> **What you should do**: Will you lay out the rows below as a two-column CSV, starting with the line containing "- Object of interest: lamp shade" and going on through the line containing "[321,364,416,380]"? Use the columns object and boxes, with one CSV line per object of interest, and put each value in a single quoted field with line breaks turned into spaces.

> **Supplied data**:
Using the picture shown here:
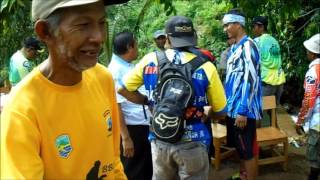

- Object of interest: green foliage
[0,0,320,107]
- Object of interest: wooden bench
[257,96,288,172]
[211,96,288,171]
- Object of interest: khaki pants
[151,140,209,180]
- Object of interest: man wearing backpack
[118,16,226,180]
[222,10,262,180]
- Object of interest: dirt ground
[209,144,309,180]
[209,107,309,180]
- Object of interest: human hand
[122,137,134,158]
[234,115,247,129]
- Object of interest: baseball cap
[303,33,320,54]
[23,37,41,51]
[32,0,129,21]
[153,30,166,39]
[252,16,268,27]
[166,16,197,48]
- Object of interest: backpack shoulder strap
[155,51,170,67]
[188,56,208,73]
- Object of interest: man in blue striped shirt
[223,10,262,180]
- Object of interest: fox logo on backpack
[151,51,206,143]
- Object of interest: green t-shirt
[255,34,286,85]
[9,50,35,85]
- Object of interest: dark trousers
[120,125,152,180]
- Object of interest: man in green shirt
[9,37,41,86]
[252,16,286,104]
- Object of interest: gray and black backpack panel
[151,51,207,143]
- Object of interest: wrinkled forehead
[59,1,106,21]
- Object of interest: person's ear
[34,20,53,43]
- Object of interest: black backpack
[151,51,206,143]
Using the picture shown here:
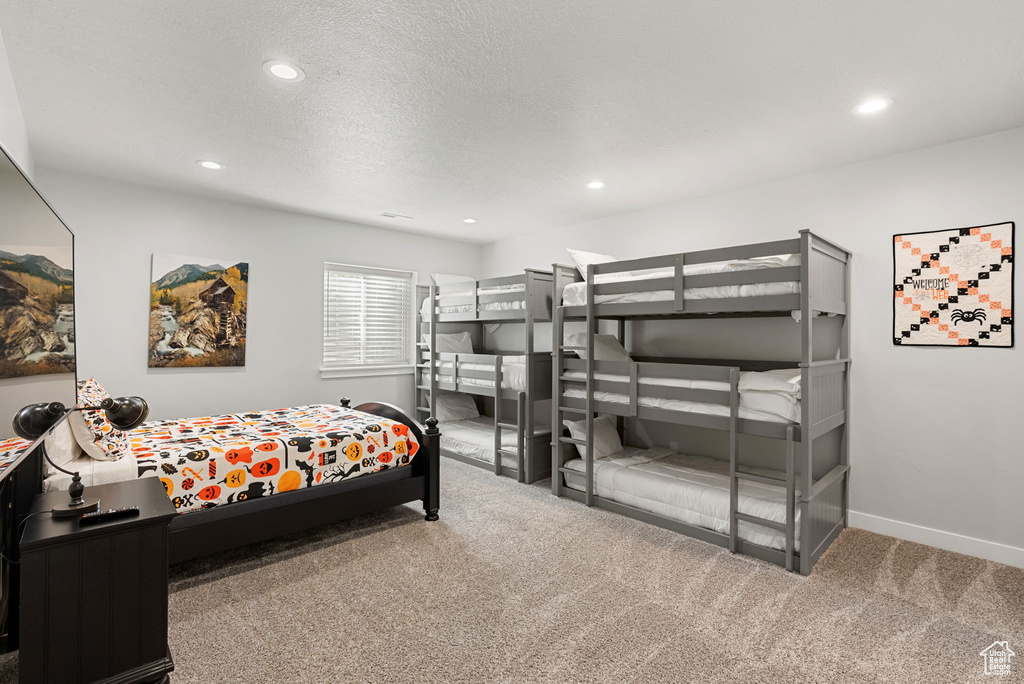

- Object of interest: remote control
[80,506,138,525]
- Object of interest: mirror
[0,147,76,441]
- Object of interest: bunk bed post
[800,229,817,574]
[729,368,739,553]
[516,392,532,482]
[675,254,686,311]
[551,305,565,497]
[495,354,502,475]
[839,252,853,528]
[427,283,438,416]
[423,416,441,521]
[516,269,537,482]
[587,264,597,506]
[615,318,636,436]
[785,425,797,572]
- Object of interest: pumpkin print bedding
[128,404,420,513]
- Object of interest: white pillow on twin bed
[43,420,83,478]
[434,392,480,423]
[562,416,623,459]
[739,369,801,399]
[566,250,618,283]
[430,273,476,290]
[423,333,473,354]
[565,333,630,361]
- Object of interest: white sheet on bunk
[420,283,526,318]
[440,416,519,468]
[562,370,800,423]
[420,356,526,390]
[565,447,800,551]
[562,254,800,306]
[43,454,138,491]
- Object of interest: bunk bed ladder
[413,285,437,421]
[495,354,503,475]
[729,368,745,553]
[587,264,597,506]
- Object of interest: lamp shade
[99,396,150,432]
[11,401,68,441]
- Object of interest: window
[321,263,415,377]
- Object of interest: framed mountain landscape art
[0,245,75,379]
[893,222,1014,347]
[150,254,249,368]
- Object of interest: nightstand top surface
[22,477,177,551]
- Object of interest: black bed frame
[0,398,440,652]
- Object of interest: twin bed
[11,387,440,563]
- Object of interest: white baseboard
[850,511,1024,567]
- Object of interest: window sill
[321,364,416,380]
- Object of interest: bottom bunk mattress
[44,404,420,513]
[565,446,800,551]
[440,416,519,469]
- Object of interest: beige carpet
[0,459,1024,684]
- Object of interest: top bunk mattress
[565,446,800,552]
[562,254,800,306]
[420,283,526,318]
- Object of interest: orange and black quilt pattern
[893,222,1014,347]
[128,404,420,513]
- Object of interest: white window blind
[324,263,414,371]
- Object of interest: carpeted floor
[0,459,1024,684]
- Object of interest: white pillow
[434,392,480,423]
[739,369,801,398]
[562,416,623,459]
[739,390,800,423]
[43,420,82,477]
[565,333,630,361]
[430,273,476,290]
[423,333,473,354]
[566,250,618,283]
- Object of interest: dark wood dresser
[18,477,176,684]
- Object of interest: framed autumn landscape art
[0,245,75,379]
[150,254,249,368]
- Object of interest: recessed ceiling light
[853,97,893,114]
[263,59,306,82]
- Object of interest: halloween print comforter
[128,404,420,513]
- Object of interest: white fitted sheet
[563,371,800,423]
[562,254,800,306]
[440,416,519,468]
[565,447,800,551]
[43,454,138,491]
[420,283,526,318]
[420,356,526,390]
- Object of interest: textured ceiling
[0,0,1024,242]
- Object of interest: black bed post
[423,416,441,521]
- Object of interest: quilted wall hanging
[893,222,1014,347]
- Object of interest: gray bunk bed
[416,269,552,483]
[552,230,851,574]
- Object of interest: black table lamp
[13,396,150,518]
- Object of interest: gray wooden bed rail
[552,230,851,574]
[416,268,552,483]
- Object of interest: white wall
[0,26,35,178]
[36,169,481,418]
[484,129,1024,566]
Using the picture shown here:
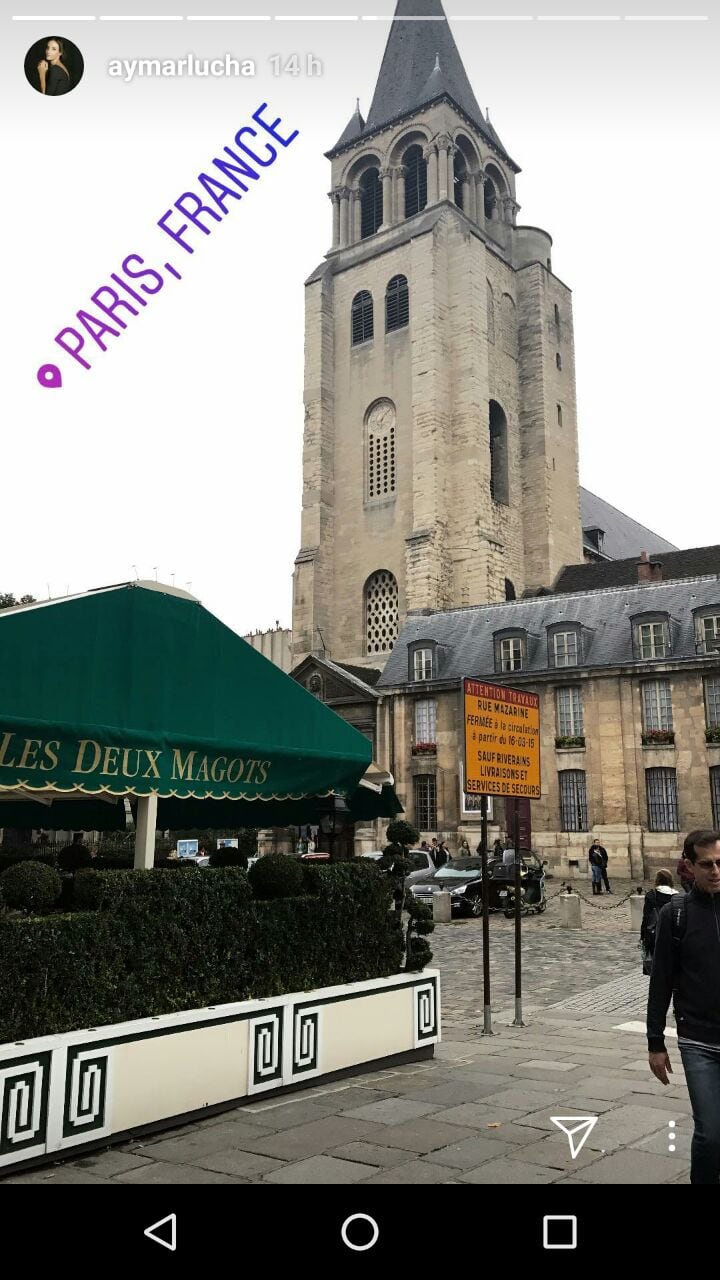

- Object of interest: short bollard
[433,893,452,924]
[560,893,583,929]
[629,893,644,933]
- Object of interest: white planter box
[0,969,441,1170]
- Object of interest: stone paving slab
[263,1156,372,1187]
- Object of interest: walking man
[647,831,720,1185]
[588,840,612,893]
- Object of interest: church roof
[333,99,365,151]
[328,0,518,169]
[580,489,678,559]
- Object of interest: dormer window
[633,614,670,662]
[495,631,528,671]
[548,623,582,667]
[694,604,720,654]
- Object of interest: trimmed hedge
[0,859,61,911]
[249,854,305,901]
[0,863,402,1042]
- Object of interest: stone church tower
[292,0,582,667]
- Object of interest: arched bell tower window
[489,401,510,504]
[360,168,383,239]
[364,568,400,654]
[452,151,468,212]
[402,142,428,218]
[352,289,374,347]
[483,178,497,223]
[386,275,410,333]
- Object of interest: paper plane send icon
[550,1116,598,1160]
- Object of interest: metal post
[512,800,525,1027]
[480,796,495,1036]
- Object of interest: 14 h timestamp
[268,54,323,76]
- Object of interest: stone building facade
[377,573,720,878]
[292,0,582,666]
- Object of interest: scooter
[498,850,547,919]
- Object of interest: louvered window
[386,275,410,333]
[352,289,374,347]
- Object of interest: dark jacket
[647,888,720,1053]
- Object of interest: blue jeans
[680,1044,720,1187]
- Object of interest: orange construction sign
[462,680,541,800]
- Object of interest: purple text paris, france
[55,102,299,369]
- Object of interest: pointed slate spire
[333,99,365,151]
[366,0,484,129]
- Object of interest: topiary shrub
[58,845,92,872]
[386,819,420,849]
[210,845,247,867]
[247,854,306,900]
[0,860,61,913]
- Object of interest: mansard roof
[378,576,720,691]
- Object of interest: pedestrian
[641,868,678,974]
[588,840,612,893]
[675,831,694,893]
[588,845,602,895]
[436,840,450,867]
[647,831,720,1187]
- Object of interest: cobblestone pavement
[8,882,692,1185]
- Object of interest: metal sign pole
[512,800,525,1027]
[480,796,495,1036]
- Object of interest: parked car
[410,858,483,915]
[360,849,436,884]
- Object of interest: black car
[410,858,483,915]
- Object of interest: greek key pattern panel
[61,1044,113,1147]
[290,1005,323,1078]
[413,978,439,1048]
[247,1006,284,1093]
[0,1053,51,1166]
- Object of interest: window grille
[352,289,374,347]
[552,631,578,667]
[559,769,588,831]
[415,698,437,742]
[642,680,673,733]
[500,636,523,671]
[386,275,410,333]
[415,773,437,831]
[555,685,585,737]
[413,649,433,680]
[646,769,680,831]
[710,764,720,831]
[637,622,669,658]
[705,676,720,728]
[365,570,398,653]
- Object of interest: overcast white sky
[0,0,720,632]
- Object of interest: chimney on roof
[637,552,662,582]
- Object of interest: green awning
[0,582,372,803]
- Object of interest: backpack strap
[671,893,688,947]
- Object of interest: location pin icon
[37,365,63,387]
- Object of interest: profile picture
[26,36,85,97]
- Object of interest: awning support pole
[135,792,158,870]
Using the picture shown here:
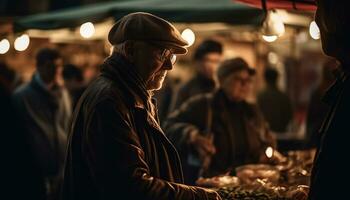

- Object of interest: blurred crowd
[0,39,336,199]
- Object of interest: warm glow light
[80,22,95,38]
[271,12,286,36]
[262,35,278,42]
[15,34,30,51]
[181,28,196,46]
[265,147,273,158]
[309,21,321,40]
[267,52,278,64]
[0,39,10,54]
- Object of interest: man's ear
[124,41,135,60]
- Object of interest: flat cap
[216,57,255,80]
[108,12,188,54]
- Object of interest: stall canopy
[237,0,316,11]
[14,0,265,32]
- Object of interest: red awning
[236,0,317,11]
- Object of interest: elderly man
[63,13,220,200]
[309,0,350,200]
[165,58,275,183]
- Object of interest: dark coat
[63,55,217,200]
[172,73,215,109]
[165,90,275,183]
[13,74,71,177]
[309,69,350,200]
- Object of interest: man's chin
[148,80,163,91]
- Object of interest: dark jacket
[257,86,293,133]
[172,73,215,110]
[13,74,71,177]
[309,68,350,200]
[63,55,217,200]
[165,90,274,180]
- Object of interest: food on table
[236,164,280,183]
[196,176,240,187]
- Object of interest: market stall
[197,150,315,200]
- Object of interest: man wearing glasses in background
[63,13,220,200]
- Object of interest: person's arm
[83,101,220,200]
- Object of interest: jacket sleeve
[82,101,217,200]
[163,95,208,151]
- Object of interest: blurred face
[198,52,222,79]
[221,70,252,102]
[54,58,64,86]
[39,58,64,88]
[315,0,342,58]
[132,42,176,91]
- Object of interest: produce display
[197,151,314,200]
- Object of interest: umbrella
[237,0,317,11]
[14,0,265,32]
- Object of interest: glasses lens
[170,54,176,65]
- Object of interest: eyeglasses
[147,41,176,65]
[159,49,176,65]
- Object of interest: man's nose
[163,59,173,70]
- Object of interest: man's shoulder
[12,82,35,99]
[81,76,127,113]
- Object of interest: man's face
[132,42,173,90]
[198,52,222,79]
[221,70,252,102]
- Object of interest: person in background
[305,59,337,148]
[309,0,350,200]
[0,62,16,93]
[13,48,71,199]
[63,64,86,108]
[0,63,45,200]
[172,40,223,110]
[164,58,275,184]
[257,67,293,134]
[62,12,221,200]
[154,76,175,125]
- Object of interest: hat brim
[247,67,256,76]
[154,41,188,55]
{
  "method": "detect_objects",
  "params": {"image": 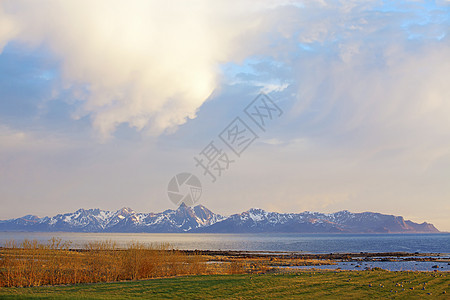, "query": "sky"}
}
[0,0,450,231]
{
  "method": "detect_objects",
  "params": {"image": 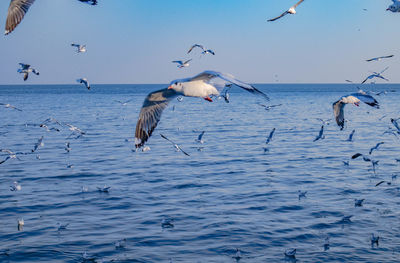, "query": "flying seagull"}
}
[76,78,90,90]
[172,59,192,68]
[188,44,215,55]
[0,103,22,111]
[17,63,40,81]
[4,0,97,35]
[366,55,394,62]
[268,0,304,22]
[361,67,389,84]
[386,0,400,13]
[71,43,86,53]
[160,134,190,156]
[135,71,269,148]
[333,92,379,130]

> **Reply**:
object,boxes
"- Object of interest: lamp shade","[99,396,150,432] [11,401,68,441]"
"- Object of interest: window","[321,263,415,377]"
"- Object of interest: framed mountain landscape art","[0,245,75,379] [893,222,1014,347] [150,254,249,368]"
"- Object of interest: nightstand top surface","[22,477,177,551]"
"- Object of interest: black bed frame","[0,398,440,652]"
"- Object of interest: twin bed","[11,387,440,563]"
"- Object of interest: white baseboard","[850,511,1024,567]"
"- Object of interest: window sill","[321,364,416,380]"